Region pointing data:

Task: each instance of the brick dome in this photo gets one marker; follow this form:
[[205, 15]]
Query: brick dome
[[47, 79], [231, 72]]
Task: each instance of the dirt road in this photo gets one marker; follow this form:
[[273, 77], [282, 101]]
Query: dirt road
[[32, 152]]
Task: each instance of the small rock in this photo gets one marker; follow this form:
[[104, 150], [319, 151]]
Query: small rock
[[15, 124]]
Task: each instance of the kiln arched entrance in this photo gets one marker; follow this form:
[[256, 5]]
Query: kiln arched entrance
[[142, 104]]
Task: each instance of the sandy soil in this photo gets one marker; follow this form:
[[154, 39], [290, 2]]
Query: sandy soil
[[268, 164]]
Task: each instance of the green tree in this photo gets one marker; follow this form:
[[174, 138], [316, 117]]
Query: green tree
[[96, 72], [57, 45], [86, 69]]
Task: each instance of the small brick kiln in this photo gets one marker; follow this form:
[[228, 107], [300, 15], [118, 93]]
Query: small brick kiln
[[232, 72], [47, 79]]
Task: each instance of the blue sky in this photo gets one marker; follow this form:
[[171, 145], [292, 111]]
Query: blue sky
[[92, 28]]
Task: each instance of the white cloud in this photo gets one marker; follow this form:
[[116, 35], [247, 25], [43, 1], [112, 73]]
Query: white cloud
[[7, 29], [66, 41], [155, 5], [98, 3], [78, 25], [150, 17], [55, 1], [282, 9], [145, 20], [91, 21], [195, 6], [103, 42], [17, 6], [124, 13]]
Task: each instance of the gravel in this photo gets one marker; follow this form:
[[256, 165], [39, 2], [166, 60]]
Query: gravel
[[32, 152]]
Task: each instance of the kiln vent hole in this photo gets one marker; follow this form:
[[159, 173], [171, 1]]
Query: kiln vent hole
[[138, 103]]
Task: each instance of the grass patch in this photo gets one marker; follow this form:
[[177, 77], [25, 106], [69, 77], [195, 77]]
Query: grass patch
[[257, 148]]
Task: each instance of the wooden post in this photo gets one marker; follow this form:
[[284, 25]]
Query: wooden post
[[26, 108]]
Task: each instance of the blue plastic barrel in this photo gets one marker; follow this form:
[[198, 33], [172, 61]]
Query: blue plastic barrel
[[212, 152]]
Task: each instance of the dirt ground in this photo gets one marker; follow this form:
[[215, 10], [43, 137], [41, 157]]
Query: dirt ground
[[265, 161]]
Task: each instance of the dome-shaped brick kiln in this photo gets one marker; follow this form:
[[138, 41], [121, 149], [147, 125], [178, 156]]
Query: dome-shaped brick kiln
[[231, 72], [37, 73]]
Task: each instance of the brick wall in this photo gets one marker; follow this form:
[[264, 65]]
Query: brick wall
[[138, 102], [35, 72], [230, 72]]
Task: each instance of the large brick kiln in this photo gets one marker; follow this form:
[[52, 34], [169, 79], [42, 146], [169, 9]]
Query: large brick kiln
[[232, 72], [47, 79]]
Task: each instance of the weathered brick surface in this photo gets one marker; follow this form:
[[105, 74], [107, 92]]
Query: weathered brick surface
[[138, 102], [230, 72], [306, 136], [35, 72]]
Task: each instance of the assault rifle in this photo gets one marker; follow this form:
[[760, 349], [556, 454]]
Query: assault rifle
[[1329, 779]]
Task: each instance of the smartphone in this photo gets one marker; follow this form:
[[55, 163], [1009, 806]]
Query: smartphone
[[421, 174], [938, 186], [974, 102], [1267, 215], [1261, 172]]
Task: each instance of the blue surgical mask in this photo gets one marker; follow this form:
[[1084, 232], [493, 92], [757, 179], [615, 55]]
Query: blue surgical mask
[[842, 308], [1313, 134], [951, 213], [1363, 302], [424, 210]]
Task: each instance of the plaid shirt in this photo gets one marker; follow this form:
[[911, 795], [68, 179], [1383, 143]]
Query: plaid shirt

> [Instructions for the task] Filter the entries above and keep only the lines with the word "shirt".

> [Exercise output]
Task: each instance of the plaid shirt in this photo gets one marker; follow this form:
Query: plaid shirt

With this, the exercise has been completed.